* **Extracted material**
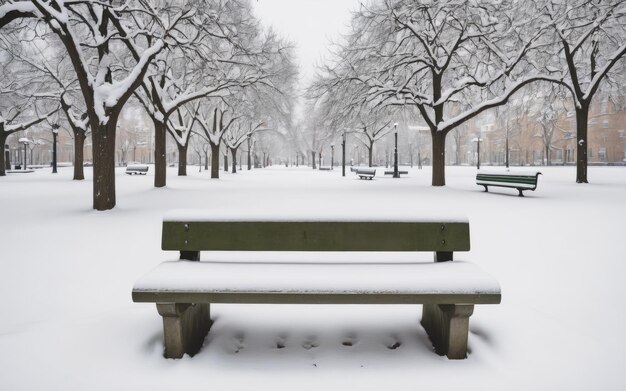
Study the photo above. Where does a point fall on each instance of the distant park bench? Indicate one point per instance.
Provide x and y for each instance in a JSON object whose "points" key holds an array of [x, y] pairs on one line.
{"points": [[399, 172], [517, 180], [364, 172], [183, 289], [139, 169]]}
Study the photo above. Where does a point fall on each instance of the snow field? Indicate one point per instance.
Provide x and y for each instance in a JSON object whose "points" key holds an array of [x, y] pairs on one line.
{"points": [[66, 274]]}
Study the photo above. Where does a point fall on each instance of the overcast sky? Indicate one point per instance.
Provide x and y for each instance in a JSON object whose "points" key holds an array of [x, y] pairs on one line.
{"points": [[310, 24]]}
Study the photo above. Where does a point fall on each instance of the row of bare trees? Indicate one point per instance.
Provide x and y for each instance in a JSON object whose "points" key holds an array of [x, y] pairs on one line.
{"points": [[450, 60], [190, 63]]}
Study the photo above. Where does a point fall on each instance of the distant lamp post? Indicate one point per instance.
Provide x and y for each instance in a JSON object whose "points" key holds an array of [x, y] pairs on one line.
{"points": [[396, 174], [343, 154], [477, 140], [249, 165], [24, 141], [55, 133]]}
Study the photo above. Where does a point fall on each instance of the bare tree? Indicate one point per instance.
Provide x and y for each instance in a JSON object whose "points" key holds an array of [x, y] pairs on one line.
{"points": [[590, 39]]}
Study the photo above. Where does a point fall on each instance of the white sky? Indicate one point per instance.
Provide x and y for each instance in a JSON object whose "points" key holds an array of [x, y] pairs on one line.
{"points": [[310, 24]]}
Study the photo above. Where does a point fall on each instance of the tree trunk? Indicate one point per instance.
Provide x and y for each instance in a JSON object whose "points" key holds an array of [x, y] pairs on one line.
{"points": [[79, 143], [215, 161], [439, 162], [160, 163], [3, 160], [104, 165], [233, 152], [182, 160], [582, 115]]}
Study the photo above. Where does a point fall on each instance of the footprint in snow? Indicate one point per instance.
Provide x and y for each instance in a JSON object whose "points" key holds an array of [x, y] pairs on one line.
{"points": [[310, 343], [350, 340]]}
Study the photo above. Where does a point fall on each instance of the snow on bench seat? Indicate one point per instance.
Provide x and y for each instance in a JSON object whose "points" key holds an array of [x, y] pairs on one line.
{"points": [[520, 180], [237, 282]]}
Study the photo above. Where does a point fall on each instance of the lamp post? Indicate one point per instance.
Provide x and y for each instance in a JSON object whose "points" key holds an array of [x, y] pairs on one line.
{"points": [[396, 174], [343, 154], [249, 166], [477, 140], [24, 141], [55, 133]]}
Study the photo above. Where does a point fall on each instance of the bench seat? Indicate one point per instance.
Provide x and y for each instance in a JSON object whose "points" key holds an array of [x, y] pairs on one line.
{"points": [[520, 180], [365, 172], [399, 172], [318, 283], [315, 259]]}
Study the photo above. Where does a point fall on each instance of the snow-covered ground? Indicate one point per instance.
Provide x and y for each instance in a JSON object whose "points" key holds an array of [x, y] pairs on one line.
{"points": [[66, 272]]}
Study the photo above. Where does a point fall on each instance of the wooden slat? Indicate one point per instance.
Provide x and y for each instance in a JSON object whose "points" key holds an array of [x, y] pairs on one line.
{"points": [[315, 236], [313, 298]]}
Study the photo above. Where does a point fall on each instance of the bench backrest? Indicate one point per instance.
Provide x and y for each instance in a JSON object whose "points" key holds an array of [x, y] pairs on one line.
{"points": [[136, 168], [344, 235], [529, 179], [366, 170]]}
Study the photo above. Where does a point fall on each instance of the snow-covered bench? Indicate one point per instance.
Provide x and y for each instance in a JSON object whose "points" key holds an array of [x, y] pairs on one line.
{"points": [[520, 180], [140, 169], [400, 172], [183, 289], [364, 172]]}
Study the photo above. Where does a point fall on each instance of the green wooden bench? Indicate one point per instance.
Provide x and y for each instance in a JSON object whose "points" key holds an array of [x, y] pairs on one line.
{"points": [[137, 169], [400, 172], [517, 180], [183, 289], [364, 172]]}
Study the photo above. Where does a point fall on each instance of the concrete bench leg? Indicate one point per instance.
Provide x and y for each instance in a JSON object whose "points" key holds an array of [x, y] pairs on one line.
{"points": [[184, 327], [447, 326]]}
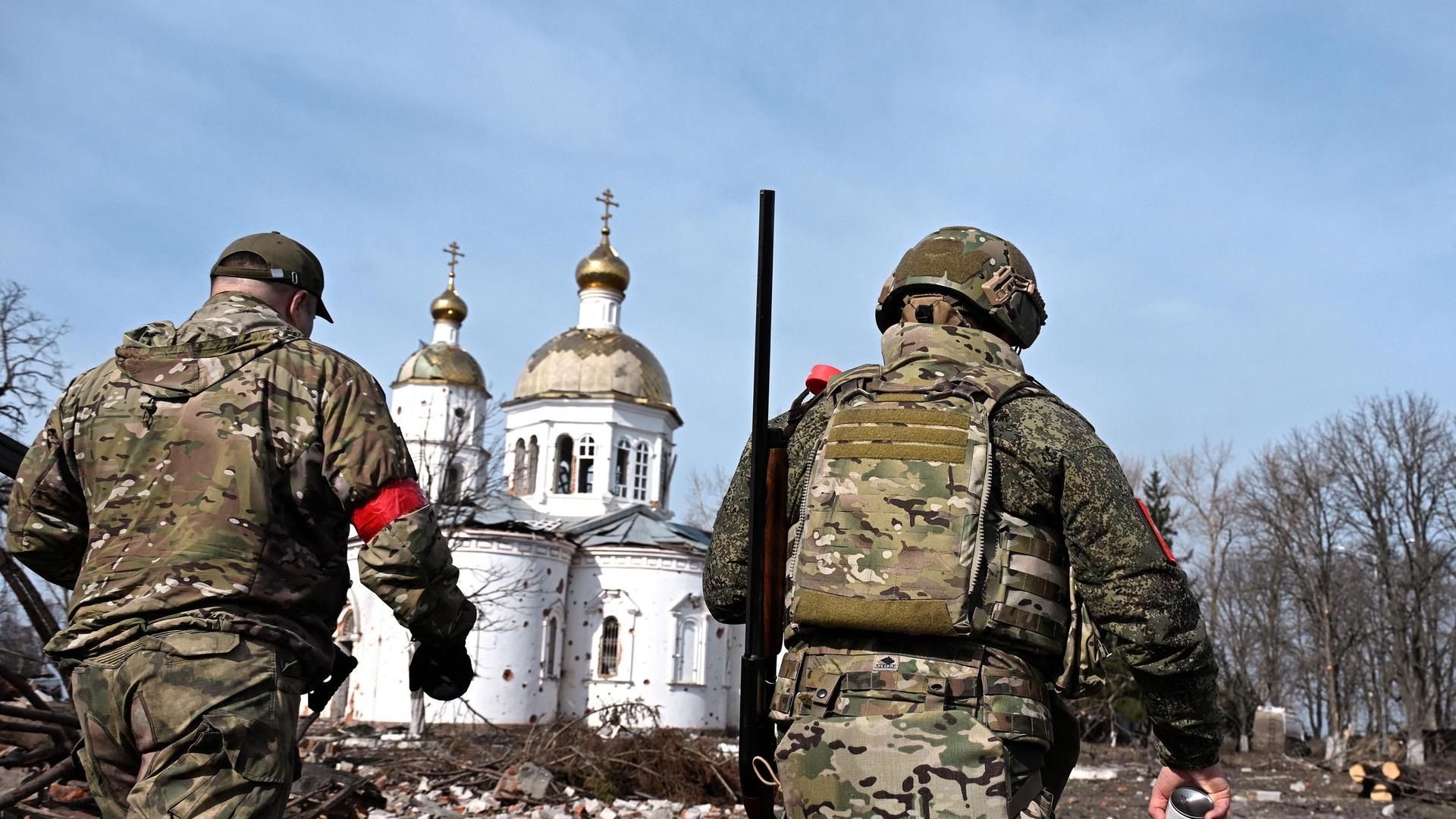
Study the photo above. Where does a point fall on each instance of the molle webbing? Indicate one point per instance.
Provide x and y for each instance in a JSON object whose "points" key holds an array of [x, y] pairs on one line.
{"points": [[897, 431]]}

* **Task directions**
Rewrite all the material above, substituting "Mark" for every "Indicate" and changing nothing else. Leave out the pictures.

* **Exercise result**
Study the photo above. Where does a point fall on each instance of the distant park bench? Mark one point per instance.
Provide x and y for each instance in a JSON object whose "points" key holds an array of [x, y] pairs on one line.
{"points": [[399, 172], [517, 180], [364, 172], [183, 289], [139, 169]]}
Study the photo above. Where does a point fall on each instance of the snow field? Mark one point per instance.
Provide x and y for each instance in a JSON object whose "points" key holds an array of [x, y] pairs on one line.
{"points": [[66, 274]]}
Study the photo above. Where does a point fall on each instance of the overcast sky? Mark one point per instance.
Provide x and y for each instance in a JSON object whose "points" key holds an array of [x, y] pairs on one line.
{"points": [[310, 24]]}
Study the photo above. Where does a point fall on each instance of the row of bare trees? Mark one point per instance.
Provide x and y for each instance in a JSON object whose "points" key holds an array of [x, y] pairs on one line.
{"points": [[450, 60], [190, 63]]}
Study the photo above. Where does a point fall on each instance of the distant lamp post? Mark one point per instance.
Provide x and y for each instance in a JSON object whose "points" key holds an array of [x, y] pairs on one line.
{"points": [[396, 174], [343, 154], [477, 140], [249, 165], [24, 141], [55, 133]]}
Study the photo above. Where does a point fall on each instance of the bare tree? Mark one point per instance.
Provide x and y for each instance in a JSON object whose "points" key holds an array of [x, y] pairs on one line.
{"points": [[590, 39]]}
Study the photo above. Where does a point fall on each instance of the white sky? Mark one point per instance.
Provide x and y for each instance in a JSON object whose "points" key holds an array of [x, y] pairs on one line.
{"points": [[310, 24]]}
Study the photo above. Where does a point fall on each instance of the tree trunk? Mark one point per instance.
Provide x and y for each instance in a JSON object whose "points" key holds an array of [x, y] pairs on one line.
{"points": [[79, 143], [215, 161], [439, 162], [160, 163], [3, 160], [104, 165], [233, 152], [182, 160], [582, 115]]}
Study the photo above. Where does a point fall on each instance of the footprint in snow? Mark one point per instance.
Provide x and y for each instance in a JSON object whose "points" key holds an array of [x, y] pairs on one line.
{"points": [[310, 343], [350, 340]]}
Study the photo above. Where does a point fall on each instance of the snow on bench seat? Mark one point per instance.
Provide x and y for each instance in a JSON object whose "points" key holds an array of [x, y] pairs on one line.
{"points": [[520, 180], [237, 282]]}
Study the photo above. Where does a point fall on each instance of the lamp post? Mark one point per instance.
Provide x and y for each instance in a JSON object whose "points" key holds an array of [x, y] pairs on one line.
{"points": [[396, 174], [343, 154], [249, 166], [477, 140], [24, 141], [55, 133]]}
Study the photo above. Where does a point fall on each instance of the bench seat? Mark one point per instance.
Provide x and y for each instance in a JSON object whose "points" key holds an array of [x, y] pairs on one line.
{"points": [[520, 180], [365, 172], [399, 172], [318, 283], [315, 259]]}
Study the photo above. Where does a point fall on each instance of the snow-covered ground? Mark one point per instance.
Provide x and y for each instance in a JSON object whose "points" key holds an array of [x, y] pairs on one line.
{"points": [[66, 272]]}
Study the photo above. Where does a point fall on each instance of the wooden slat? Mark one point per instance.
Provide x and y for each instance in a JSON object whose "points" key holds an array of [x, y] pairs on one line.
{"points": [[315, 236], [313, 298]]}
Study the photo above. Where does a point fall on each instance of the bench backrest? Mark one point per instance.
Provide x and y for each instance in a JSON object whose "points" key holds an array of [x, y] pairs on one line.
{"points": [[136, 168], [344, 235], [529, 179], [366, 170]]}
Study the photo above. Where does a point fall on each instance of the snow-covered bench? Mark one point per instance.
Provide x and y for each instance in a JSON object whose "points" key holds an array of [x, y] pairs on one line.
{"points": [[520, 180], [140, 169], [400, 172], [183, 289], [364, 172]]}
Study the photo above. Where does a point fall on each instance of the green wooden bench? Mark one point per instance.
Provide x and y for each instance in a JSON object whose "points" key holds an array of [x, y] pairs on one line.
{"points": [[137, 169], [400, 172], [517, 180], [183, 289], [364, 172]]}
Study the photo above. Where does a point fall on each instance of the concrete bench leg? Mark one point per instance.
Provide x and y for each instance in a JSON object whose "points" key holds an array of [x, y] pairs on one line.
{"points": [[184, 327], [447, 326]]}
Study the photo above. Where does a point fall on each instance of the molle webbing? Mark one point per instance.
Provide x and y for each instance in a JSON object whose "points" key holds an array of [x, y] pairs on one line.
{"points": [[897, 431]]}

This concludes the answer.